[Opening Entries supplied section]
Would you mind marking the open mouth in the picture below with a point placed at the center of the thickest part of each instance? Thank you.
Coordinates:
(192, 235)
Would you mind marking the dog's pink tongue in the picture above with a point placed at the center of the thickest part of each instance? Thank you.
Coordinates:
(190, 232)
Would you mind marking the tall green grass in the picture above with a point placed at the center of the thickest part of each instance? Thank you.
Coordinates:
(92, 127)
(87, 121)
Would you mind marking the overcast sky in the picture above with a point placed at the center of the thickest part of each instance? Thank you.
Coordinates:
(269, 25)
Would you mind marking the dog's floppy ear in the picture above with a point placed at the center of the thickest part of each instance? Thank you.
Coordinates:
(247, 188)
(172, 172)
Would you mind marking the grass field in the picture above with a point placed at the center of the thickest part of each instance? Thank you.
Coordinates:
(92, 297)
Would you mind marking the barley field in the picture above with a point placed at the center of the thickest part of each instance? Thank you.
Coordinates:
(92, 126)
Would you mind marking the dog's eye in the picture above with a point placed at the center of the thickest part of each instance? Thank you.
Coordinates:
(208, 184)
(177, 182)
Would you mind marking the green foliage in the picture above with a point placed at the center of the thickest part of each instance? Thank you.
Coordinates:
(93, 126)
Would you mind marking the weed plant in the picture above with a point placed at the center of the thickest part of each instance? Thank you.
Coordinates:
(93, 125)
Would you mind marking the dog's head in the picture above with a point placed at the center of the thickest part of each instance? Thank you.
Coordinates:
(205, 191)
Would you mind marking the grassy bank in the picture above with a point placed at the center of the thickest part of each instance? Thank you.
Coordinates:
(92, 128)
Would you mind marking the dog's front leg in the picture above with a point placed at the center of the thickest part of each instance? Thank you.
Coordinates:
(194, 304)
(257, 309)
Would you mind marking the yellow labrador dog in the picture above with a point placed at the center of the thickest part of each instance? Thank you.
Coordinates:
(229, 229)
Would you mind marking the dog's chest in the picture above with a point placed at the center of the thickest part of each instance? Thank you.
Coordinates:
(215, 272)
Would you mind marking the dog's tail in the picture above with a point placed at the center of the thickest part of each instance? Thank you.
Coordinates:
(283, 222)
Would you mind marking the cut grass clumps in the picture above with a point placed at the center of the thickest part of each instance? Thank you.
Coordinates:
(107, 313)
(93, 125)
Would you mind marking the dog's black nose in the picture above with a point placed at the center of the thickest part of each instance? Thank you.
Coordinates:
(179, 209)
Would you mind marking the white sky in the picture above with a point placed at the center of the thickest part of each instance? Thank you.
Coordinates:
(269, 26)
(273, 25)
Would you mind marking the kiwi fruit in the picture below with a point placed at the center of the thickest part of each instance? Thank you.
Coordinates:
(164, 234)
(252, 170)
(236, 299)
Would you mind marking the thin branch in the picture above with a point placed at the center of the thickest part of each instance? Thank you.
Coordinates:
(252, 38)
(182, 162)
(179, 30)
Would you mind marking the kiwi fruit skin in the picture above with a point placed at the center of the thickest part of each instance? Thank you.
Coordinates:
[Closing Entries supplied section]
Aim of the exercise: Nothing is wanted except the number of lines in the entries above that include the word "kiwi".

Expected answer: 2